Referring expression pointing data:
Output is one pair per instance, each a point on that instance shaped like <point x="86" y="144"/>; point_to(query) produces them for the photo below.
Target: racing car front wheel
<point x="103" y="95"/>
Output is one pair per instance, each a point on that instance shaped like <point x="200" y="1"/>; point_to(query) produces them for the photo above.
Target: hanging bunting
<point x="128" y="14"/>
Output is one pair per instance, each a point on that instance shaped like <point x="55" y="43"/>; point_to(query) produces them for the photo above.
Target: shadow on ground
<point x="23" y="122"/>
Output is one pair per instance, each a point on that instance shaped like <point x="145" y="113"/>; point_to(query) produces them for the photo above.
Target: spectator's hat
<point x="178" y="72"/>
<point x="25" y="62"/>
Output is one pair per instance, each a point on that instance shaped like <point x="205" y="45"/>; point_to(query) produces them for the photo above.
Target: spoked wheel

[Exercise goal] Respond with nothing but the number of lines in the entries that contain the string "produces".

[Expected answer] 5